### Stated problem
Show each line of the data below that contains the string "frame", treating uppercase and lowercase as different.
- - -
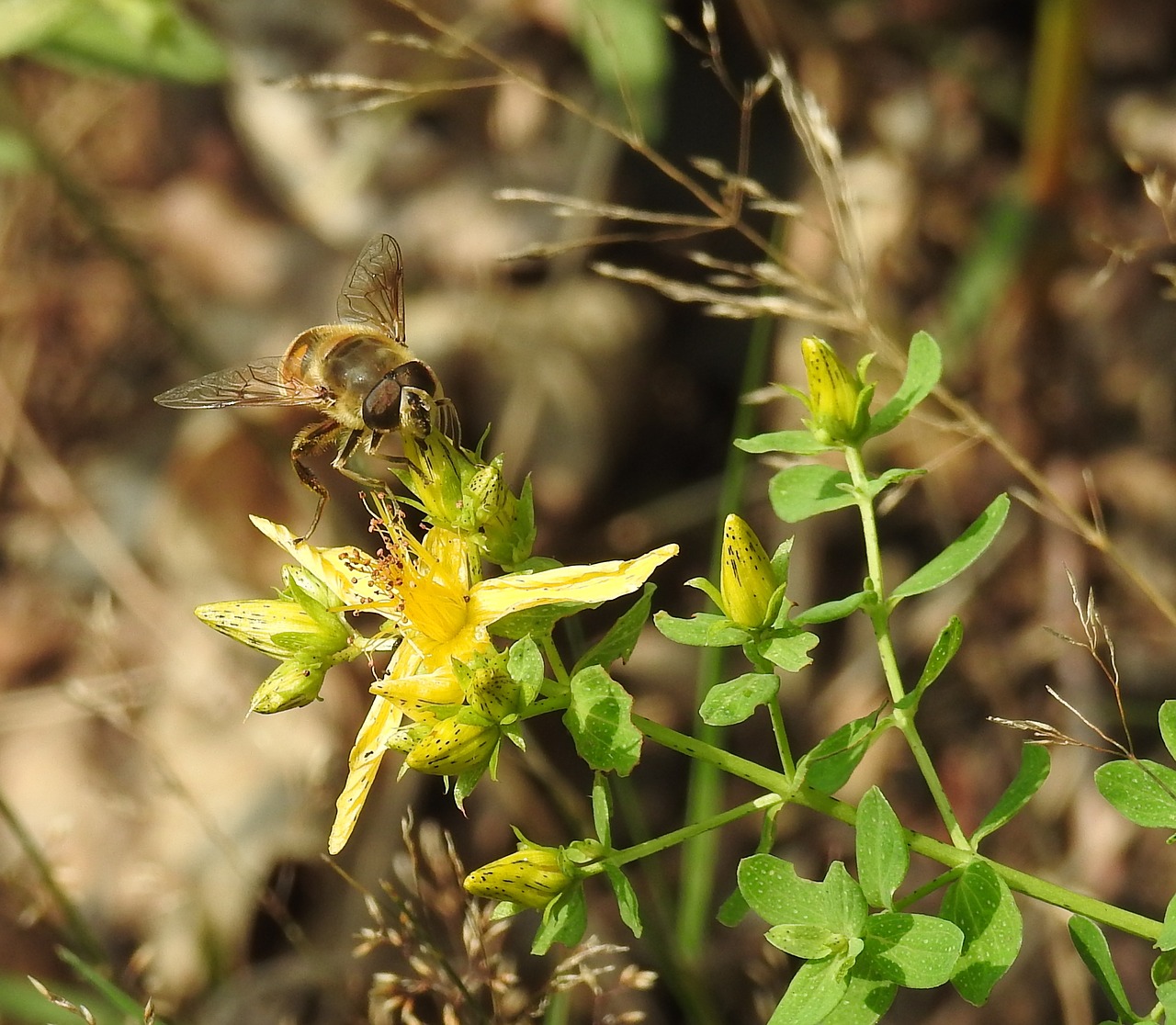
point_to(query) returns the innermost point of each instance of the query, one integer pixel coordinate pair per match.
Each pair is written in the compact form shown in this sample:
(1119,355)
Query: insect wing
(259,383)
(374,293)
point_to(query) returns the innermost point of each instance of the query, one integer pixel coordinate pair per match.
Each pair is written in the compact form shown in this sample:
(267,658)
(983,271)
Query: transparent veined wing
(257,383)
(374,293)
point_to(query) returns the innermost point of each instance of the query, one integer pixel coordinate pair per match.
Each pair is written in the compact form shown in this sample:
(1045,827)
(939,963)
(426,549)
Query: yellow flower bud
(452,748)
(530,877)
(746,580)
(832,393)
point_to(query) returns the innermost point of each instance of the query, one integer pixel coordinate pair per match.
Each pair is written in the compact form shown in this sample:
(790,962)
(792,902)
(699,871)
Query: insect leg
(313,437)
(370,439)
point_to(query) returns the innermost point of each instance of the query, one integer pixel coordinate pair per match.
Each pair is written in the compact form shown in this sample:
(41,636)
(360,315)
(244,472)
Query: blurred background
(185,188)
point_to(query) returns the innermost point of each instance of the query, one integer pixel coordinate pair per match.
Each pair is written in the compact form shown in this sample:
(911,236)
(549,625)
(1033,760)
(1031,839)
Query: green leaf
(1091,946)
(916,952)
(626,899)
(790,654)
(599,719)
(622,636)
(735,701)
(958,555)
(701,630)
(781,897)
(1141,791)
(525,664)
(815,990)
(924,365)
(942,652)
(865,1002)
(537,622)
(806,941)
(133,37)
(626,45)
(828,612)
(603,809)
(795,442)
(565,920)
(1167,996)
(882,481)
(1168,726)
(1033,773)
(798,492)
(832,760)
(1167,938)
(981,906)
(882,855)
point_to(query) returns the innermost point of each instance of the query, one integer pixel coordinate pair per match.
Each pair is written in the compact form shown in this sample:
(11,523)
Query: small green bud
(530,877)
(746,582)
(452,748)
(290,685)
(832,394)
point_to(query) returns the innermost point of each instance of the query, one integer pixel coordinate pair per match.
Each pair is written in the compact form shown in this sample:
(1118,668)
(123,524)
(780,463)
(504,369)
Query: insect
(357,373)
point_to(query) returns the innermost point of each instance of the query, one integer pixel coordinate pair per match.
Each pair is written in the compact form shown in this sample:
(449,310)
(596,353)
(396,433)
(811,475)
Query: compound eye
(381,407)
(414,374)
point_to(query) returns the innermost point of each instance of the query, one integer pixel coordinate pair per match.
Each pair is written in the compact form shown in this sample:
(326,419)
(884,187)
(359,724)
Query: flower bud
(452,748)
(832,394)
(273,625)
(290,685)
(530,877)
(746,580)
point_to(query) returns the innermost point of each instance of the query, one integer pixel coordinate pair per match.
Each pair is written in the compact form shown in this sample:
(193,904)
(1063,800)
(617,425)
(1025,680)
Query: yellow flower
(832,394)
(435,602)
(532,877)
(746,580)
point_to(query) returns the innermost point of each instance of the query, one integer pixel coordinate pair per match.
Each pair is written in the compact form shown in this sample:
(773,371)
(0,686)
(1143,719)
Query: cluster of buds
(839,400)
- - -
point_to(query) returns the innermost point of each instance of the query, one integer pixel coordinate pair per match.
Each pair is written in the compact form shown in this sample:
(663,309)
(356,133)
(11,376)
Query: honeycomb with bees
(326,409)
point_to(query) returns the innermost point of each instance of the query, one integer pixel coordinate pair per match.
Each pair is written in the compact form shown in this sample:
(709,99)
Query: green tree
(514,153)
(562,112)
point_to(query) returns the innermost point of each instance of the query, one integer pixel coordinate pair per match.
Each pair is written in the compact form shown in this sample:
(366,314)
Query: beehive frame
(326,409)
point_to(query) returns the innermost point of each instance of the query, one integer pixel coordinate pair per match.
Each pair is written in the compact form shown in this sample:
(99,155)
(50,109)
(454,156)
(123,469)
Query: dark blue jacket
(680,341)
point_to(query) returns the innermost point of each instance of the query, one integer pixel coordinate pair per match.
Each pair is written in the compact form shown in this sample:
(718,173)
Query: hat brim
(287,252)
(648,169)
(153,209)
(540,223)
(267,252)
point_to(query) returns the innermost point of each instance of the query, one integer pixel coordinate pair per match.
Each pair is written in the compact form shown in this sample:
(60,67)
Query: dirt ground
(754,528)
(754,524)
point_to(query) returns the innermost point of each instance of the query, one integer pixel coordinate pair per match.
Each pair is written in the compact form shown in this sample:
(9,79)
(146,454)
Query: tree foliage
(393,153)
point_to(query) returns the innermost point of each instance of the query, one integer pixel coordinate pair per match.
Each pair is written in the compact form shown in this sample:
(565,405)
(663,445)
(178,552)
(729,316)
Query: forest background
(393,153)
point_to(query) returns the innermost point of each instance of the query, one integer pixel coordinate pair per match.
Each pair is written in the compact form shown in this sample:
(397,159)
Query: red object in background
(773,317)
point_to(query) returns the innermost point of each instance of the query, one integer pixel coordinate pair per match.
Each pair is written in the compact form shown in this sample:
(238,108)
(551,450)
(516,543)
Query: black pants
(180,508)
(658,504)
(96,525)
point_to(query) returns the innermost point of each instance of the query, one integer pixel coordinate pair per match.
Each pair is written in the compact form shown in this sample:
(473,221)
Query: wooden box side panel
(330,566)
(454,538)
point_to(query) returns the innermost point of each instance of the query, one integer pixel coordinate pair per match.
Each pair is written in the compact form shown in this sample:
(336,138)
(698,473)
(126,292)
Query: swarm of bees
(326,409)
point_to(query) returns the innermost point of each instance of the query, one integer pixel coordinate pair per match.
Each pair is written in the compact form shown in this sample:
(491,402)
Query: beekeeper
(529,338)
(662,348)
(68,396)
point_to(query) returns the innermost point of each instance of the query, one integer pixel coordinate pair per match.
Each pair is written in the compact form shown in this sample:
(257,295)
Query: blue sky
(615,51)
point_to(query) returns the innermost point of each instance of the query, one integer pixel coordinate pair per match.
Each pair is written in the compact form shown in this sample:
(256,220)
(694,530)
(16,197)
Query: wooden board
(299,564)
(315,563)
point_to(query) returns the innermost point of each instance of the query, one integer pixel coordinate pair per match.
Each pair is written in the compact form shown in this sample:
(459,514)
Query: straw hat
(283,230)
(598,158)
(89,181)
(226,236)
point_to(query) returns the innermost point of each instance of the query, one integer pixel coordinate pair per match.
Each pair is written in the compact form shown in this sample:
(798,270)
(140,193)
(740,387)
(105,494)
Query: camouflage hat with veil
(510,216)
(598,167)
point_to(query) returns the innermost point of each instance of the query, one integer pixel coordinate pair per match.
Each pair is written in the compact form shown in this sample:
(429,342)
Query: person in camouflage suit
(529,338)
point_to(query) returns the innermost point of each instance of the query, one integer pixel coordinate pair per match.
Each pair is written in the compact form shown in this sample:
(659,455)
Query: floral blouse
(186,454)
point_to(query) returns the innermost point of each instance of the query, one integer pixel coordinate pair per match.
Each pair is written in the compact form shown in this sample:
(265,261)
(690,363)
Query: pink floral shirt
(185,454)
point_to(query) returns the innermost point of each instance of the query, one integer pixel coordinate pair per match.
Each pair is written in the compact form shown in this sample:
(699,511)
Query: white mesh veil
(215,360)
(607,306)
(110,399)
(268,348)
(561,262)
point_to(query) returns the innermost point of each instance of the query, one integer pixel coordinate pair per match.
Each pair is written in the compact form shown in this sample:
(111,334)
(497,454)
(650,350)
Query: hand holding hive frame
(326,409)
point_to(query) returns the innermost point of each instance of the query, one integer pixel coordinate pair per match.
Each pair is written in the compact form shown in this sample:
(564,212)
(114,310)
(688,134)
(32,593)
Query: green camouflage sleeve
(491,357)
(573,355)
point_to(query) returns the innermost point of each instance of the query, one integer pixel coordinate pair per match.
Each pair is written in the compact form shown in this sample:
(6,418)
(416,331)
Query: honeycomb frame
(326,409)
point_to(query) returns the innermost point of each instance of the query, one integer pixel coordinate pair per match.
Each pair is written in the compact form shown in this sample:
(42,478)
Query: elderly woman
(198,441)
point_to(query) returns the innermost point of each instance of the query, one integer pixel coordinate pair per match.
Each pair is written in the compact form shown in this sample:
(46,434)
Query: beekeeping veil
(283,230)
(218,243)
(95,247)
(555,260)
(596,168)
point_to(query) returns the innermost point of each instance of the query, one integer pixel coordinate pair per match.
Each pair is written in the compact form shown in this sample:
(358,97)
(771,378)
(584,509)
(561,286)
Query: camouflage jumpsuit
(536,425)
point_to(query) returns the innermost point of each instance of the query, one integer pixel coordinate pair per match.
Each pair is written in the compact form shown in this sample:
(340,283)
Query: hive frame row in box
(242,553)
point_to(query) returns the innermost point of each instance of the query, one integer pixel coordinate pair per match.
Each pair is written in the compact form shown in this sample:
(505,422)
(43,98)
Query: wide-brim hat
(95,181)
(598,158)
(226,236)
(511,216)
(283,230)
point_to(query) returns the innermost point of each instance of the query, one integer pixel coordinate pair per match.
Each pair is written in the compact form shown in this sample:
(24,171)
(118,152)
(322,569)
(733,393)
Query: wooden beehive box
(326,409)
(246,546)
- - -
### Output of the task
Query: beehive frame
Query: hand holding hive frame
Query: honeycomb frame
Query: hive frame row in box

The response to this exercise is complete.